Exercise goal:
Arrange every line of the listing below as a Markdown table with the columns "Row" and "Line." Number each row and leave out blank lines.

== Record list

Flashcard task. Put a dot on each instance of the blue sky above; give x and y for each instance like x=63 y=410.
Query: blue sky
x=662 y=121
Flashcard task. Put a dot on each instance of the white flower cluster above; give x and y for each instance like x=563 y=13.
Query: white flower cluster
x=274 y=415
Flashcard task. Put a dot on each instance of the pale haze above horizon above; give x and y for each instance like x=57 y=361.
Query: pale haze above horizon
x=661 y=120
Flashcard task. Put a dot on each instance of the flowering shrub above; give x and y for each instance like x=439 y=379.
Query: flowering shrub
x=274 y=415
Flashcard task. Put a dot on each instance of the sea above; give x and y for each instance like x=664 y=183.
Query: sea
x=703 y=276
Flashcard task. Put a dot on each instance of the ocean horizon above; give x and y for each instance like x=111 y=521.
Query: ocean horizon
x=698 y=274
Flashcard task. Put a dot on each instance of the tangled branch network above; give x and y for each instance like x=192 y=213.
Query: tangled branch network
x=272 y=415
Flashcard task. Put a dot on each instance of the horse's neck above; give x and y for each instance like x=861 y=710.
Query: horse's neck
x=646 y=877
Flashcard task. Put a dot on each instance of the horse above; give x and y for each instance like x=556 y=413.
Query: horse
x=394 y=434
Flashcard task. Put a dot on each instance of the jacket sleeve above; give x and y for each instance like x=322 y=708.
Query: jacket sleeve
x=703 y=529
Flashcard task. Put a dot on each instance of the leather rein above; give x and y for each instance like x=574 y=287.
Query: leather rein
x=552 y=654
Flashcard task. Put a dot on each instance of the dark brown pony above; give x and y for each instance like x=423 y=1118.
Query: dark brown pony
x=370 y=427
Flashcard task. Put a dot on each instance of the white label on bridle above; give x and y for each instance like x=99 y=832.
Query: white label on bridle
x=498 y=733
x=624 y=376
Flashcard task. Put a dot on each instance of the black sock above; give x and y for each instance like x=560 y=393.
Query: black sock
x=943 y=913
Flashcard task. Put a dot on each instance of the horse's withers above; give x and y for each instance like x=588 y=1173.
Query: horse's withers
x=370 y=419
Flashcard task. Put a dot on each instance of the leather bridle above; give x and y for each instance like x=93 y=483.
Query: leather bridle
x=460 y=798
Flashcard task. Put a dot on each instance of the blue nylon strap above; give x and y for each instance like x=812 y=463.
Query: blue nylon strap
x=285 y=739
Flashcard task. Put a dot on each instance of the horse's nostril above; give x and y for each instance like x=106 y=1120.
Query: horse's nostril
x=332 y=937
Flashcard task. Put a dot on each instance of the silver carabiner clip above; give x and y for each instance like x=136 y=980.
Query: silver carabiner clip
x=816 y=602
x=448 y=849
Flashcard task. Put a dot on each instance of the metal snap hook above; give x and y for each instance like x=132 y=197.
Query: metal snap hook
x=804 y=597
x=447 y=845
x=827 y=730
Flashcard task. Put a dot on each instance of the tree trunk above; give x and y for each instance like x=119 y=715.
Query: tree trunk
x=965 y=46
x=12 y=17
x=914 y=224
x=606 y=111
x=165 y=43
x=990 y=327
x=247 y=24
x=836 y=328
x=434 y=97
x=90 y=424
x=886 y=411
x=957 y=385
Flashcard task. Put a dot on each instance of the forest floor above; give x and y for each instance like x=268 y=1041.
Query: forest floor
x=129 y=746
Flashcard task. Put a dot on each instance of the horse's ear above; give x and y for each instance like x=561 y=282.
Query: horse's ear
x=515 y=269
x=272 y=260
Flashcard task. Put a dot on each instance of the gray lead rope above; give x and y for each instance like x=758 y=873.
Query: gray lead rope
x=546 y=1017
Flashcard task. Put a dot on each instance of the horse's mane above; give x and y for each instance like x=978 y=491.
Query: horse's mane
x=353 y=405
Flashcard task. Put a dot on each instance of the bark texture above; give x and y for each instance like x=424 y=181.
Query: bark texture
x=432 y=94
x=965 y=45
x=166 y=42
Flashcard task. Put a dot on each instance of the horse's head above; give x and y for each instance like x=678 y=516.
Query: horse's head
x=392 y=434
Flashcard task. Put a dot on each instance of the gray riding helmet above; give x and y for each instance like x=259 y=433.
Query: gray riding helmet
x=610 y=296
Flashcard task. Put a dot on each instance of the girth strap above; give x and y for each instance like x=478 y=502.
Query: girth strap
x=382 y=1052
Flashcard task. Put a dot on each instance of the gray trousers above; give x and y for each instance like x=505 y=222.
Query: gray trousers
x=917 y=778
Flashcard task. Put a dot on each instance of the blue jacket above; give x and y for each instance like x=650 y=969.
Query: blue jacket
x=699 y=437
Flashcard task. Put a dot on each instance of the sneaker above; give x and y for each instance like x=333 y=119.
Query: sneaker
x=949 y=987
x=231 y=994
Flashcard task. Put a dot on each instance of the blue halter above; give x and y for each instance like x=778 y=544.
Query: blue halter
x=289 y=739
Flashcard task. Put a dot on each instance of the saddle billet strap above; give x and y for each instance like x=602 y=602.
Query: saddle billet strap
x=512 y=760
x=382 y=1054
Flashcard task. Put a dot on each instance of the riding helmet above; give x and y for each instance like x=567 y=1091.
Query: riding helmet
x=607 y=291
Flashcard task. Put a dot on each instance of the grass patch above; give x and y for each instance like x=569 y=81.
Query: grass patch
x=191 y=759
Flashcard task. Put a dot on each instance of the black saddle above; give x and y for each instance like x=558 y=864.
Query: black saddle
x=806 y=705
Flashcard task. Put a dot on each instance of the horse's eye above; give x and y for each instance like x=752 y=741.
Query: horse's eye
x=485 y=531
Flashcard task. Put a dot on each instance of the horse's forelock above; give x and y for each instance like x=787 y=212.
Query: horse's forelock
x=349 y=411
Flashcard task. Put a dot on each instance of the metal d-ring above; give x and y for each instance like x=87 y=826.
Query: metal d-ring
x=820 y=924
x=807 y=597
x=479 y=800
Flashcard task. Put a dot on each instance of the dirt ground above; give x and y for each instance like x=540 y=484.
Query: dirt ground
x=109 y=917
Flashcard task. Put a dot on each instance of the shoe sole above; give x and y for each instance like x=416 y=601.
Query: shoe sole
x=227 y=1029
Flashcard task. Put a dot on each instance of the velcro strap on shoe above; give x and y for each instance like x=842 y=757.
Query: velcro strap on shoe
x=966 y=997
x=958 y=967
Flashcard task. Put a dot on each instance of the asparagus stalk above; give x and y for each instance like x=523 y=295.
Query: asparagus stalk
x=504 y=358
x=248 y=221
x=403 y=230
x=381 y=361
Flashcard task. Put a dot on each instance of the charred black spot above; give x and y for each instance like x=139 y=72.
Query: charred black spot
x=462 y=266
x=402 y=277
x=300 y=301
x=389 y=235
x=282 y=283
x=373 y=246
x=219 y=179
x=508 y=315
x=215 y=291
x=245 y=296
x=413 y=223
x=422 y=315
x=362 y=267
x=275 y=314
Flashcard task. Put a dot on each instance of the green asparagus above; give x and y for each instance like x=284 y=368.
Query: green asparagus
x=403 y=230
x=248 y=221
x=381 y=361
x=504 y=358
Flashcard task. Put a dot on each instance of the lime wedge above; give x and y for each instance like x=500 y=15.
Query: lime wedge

====

Final result:
| Row | Line |
|---|---|
| 1 | Flashcard task. Put a dot on each instance of the blue sky above; give x and y for each instance like x=63 y=410. |
| 2 | Query: blue sky |
| 3 | x=662 y=121 |
| 4 | Flashcard task. Put a dot on each instance of the white flower cluster above; give x and y for each instance like x=563 y=13. |
| 5 | Query: white flower cluster |
| 6 | x=274 y=415 |
| 7 | Flashcard task. Put a dot on each instance of the pale haze above horizon above; give x and y for each instance like x=57 y=361. |
| 8 | Query: pale haze above horizon |
| 9 | x=661 y=120 |
| 10 | Flashcard task. Put a dot on each instance of the flowering shrub above; give x and y for each instance like x=439 y=379. |
| 11 | Query: flowering shrub |
| 12 | x=274 y=415 |
| 13 | Flashcard task. Put a dot on each instance of the sea above; give x and y for each instance like x=664 y=183. |
| 14 | Query: sea |
| 15 | x=703 y=276 |
| 16 | Flashcard task. Put a dot on each instance of the ocean horizon above; give x and y for each instance like x=111 y=521. |
| 17 | Query: ocean horizon |
| 18 | x=698 y=274 |
| 19 | Flashcard task. Put a dot on each instance of the tangled branch network above; give x and y for each instance like x=192 y=213. |
| 20 | Query: tangled branch network |
| 21 | x=272 y=415 |
| 22 | Flashcard task. Put a dot on each instance of the horse's neck above; give x and y for each instance like x=861 y=710. |
| 23 | Query: horse's neck |
| 24 | x=646 y=877 |
| 25 | Flashcard task. Put a dot on each instance of the horse above; give x and y for each instance like x=556 y=413. |
| 26 | Query: horse |
| 27 | x=394 y=434 |
| 28 | Flashcard task. Put a dot on each instance of the jacket sleeve above; give x and y for each instance like x=322 y=708. |
| 29 | Query: jacket sleeve |
| 30 | x=703 y=529 |
| 31 | Flashcard task. Put a dot on each instance of the leather rein above; give x and y for each instance like x=574 y=287. |
| 32 | Query: leather rein |
| 33 | x=552 y=654 |
| 34 | Flashcard task. Put a dot on each instance of the dark brown pony above; give x and y for each instance like x=423 y=1118. |
| 35 | Query: dark brown pony |
| 36 | x=370 y=427 |
| 37 | Flashcard task. Put a dot on each instance of the white label on bridle above; give x and y for each instance like x=99 y=832. |
| 38 | Query: white label on bridle |
| 39 | x=498 y=733 |
| 40 | x=624 y=376 |
| 41 | Flashcard task. Put a dot on each instance of the black sock above; give x and y for each instance like x=560 y=393. |
| 42 | Query: black sock |
| 43 | x=943 y=913 |
| 44 | Flashcard task. Put a dot on each instance of the horse's withers above; give x and y for each instance like x=588 y=1173. |
| 45 | Query: horse's withers |
| 46 | x=370 y=419 |
| 47 | Flashcard task. Put a dot on each instance of the leather bridle above; give x and y for each instance like x=93 y=483. |
| 48 | Query: leather bridle |
| 49 | x=460 y=798 |
| 50 | Flashcard task. Put a dot on each instance of the blue nylon strap above; give x and y for each instance like x=812 y=463. |
| 51 | Query: blue nylon strap |
| 52 | x=285 y=739 |
| 53 | Flashcard task. Put a dot on each instance of the horse's nostril above; give x and y for each instance like x=106 y=1120. |
| 54 | Query: horse's nostril |
| 55 | x=332 y=937 |
| 56 | Flashcard task. Put a dot on each instance of the silver carabiner clip above; give x and y for each instance like x=136 y=980. |
| 57 | Query: silver carabiner clip |
| 58 | x=816 y=602 |
| 59 | x=448 y=849 |
| 60 | Flashcard task. Put a dot on each instance of the metal snap hook above; give x and y for each instance like x=132 y=197. |
| 61 | Query: metal snap hook |
| 62 | x=804 y=597 |
| 63 | x=447 y=845 |
| 64 | x=827 y=730 |
| 65 | Flashcard task. Put a dot on each instance of the tree trunk above; give x and y for each instance like x=119 y=715. |
| 66 | Query: tree trunk |
| 67 | x=965 y=46 |
| 68 | x=12 y=17 |
| 69 | x=914 y=224 |
| 70 | x=606 y=111 |
| 71 | x=165 y=43 |
| 72 | x=990 y=327 |
| 73 | x=247 y=24 |
| 74 | x=836 y=328 |
| 75 | x=434 y=97 |
| 76 | x=90 y=424 |
| 77 | x=886 y=411 |
| 78 | x=957 y=385 |
| 79 | Flashcard task. Put a dot on each instance of the forest floor above; give x and y for each instance like x=268 y=1041. |
| 80 | Query: forest floor |
| 81 | x=129 y=746 |
| 82 | Flashcard task. Put a dot on each instance of the horse's ear above; give x and y for each instance like x=561 y=282. |
| 83 | Query: horse's ear |
| 84 | x=515 y=269 |
| 85 | x=272 y=260 |
| 86 | Flashcard task. Put a dot on each instance of the gray lead rope above; give x and y for each instance like x=758 y=873. |
| 87 | Query: gray lead rope |
| 88 | x=546 y=1017 |
| 89 | Flashcard task. Put a dot on each instance of the horse's mane above; give x and y for each instance like x=978 y=491. |
| 90 | Query: horse's mane |
| 91 | x=353 y=405 |
| 92 | Flashcard task. Put a dot on each instance of the bark texture above; give x and y for each instance like x=424 y=181. |
| 93 | Query: bark texture |
| 94 | x=432 y=94 |
| 95 | x=965 y=45 |
| 96 | x=166 y=42 |
| 97 | Flashcard task. Put a dot on each instance of the horse's head above; give x and y for each instance like x=678 y=516. |
| 98 | Query: horse's head |
| 99 | x=392 y=434 |
| 100 | Flashcard task. Put a dot on each instance of the gray riding helmet above; give x and y for each instance like x=259 y=433. |
| 101 | Query: gray riding helmet |
| 102 | x=610 y=296 |
| 103 | Flashcard task. Put a dot on each instance of the girth strap above; give x and y for each instance like x=478 y=502. |
| 104 | Query: girth strap |
| 105 | x=382 y=1052 |
| 106 | Flashcard task. Put a dot on each instance of the gray trousers above; give x and y for each instance like x=505 y=222. |
| 107 | Query: gray trousers |
| 108 | x=917 y=778 |
| 109 | Flashcard task. Put a dot on each instance of the blue jacket above; give x and y for each instance like x=650 y=969. |
| 110 | Query: blue jacket |
| 111 | x=699 y=437 |
| 112 | Flashcard task. Put a dot on each instance of the sneaker above; give x and y for each instance like x=333 y=119. |
| 113 | Query: sneaker |
| 114 | x=949 y=987 |
| 115 | x=231 y=994 |
| 116 | Flashcard task. Put a dot on each instance of the blue halter above; give x and y for each instance like x=778 y=544. |
| 117 | Query: blue halter |
| 118 | x=289 y=739 |
| 119 | Flashcard task. Put a dot on each instance of the saddle billet strap above; give x and y for each instance like x=602 y=602. |
| 120 | Query: saddle billet strap |
| 121 | x=512 y=760 |
| 122 | x=382 y=1054 |
| 123 | Flashcard task. Put a dot on each instance of the riding helmet above; give x and y for each instance like x=567 y=1091. |
| 124 | Query: riding helmet |
| 125 | x=607 y=291 |
| 126 | Flashcard task. Put a dot on each instance of the grass patch above; give x and y for each instance like x=569 y=81. |
| 127 | Query: grass patch |
| 128 | x=191 y=759 |
| 129 | Flashcard task. Put a dot on each instance of the black saddle above; give x and y for each instance like x=558 y=864. |
| 130 | Query: black saddle |
| 131 | x=806 y=705 |
| 132 | Flashcard task. Put a dot on each instance of the horse's eye above; give x and y for each instance like x=752 y=741. |
| 133 | Query: horse's eye |
| 134 | x=485 y=531 |
| 135 | Flashcard task. Put a dot on each instance of the horse's forelock above; give x and y for each instance like x=787 y=212. |
| 136 | Query: horse's forelock |
| 137 | x=349 y=411 |
| 138 | Flashcard task. Put a dot on each instance of the metal d-ring above; give x and y for each instance like x=87 y=826. |
| 139 | Query: metal d-ring |
| 140 | x=820 y=924 |
| 141 | x=807 y=597 |
| 142 | x=479 y=800 |
| 143 | Flashcard task. Put a dot on each instance of the dirt ground above; give x and y for each instance like x=540 y=484. |
| 144 | Query: dirt ground |
| 145 | x=109 y=917 |
| 146 | Flashcard task. Put a dot on each instance of the shoe sole above; give x and y for each instance like x=416 y=601. |
| 147 | Query: shoe sole |
| 148 | x=227 y=1029 |
| 149 | Flashcard task. Put a dot on each instance of the velcro strap on shoe above; give x and y for each instance like x=842 y=757. |
| 150 | Query: velcro strap on shoe |
| 151 | x=966 y=997 |
| 152 | x=958 y=967 |
| 153 | Flashcard task. Put a dot on each instance of the asparagus stalk above; give x and y for each instance like x=523 y=295. |
| 154 | Query: asparagus stalk |
| 155 | x=504 y=358 |
| 156 | x=248 y=221 |
| 157 | x=403 y=230 |
| 158 | x=381 y=361 |
| 159 | Flashcard task. Put a dot on each instance of the charred black spot above; give x and y for each instance like x=139 y=72. |
| 160 | Query: charred black spot |
| 161 | x=462 y=266 |
| 162 | x=402 y=277 |
| 163 | x=300 y=301 |
| 164 | x=389 y=235 |
| 165 | x=282 y=283 |
| 166 | x=373 y=246 |
| 167 | x=219 y=179 |
| 168 | x=508 y=315 |
| 169 | x=215 y=291 |
| 170 | x=245 y=296 |
| 171 | x=413 y=223 |
| 172 | x=422 y=315 |
| 173 | x=362 y=267 |
| 174 | x=275 y=314 |
| 175 | Flashcard task. Put a dot on each instance of the green asparagus above; give x and y for each instance like x=284 y=368. |
| 176 | Query: green asparagus |
| 177 | x=403 y=230 |
| 178 | x=248 y=221 |
| 179 | x=381 y=361 |
| 180 | x=504 y=358 |
| 181 | Flashcard task. Put a dot on each instance of the lime wedge above; give x and y for each instance like x=500 y=15. |
| 182 | Query: lime wedge |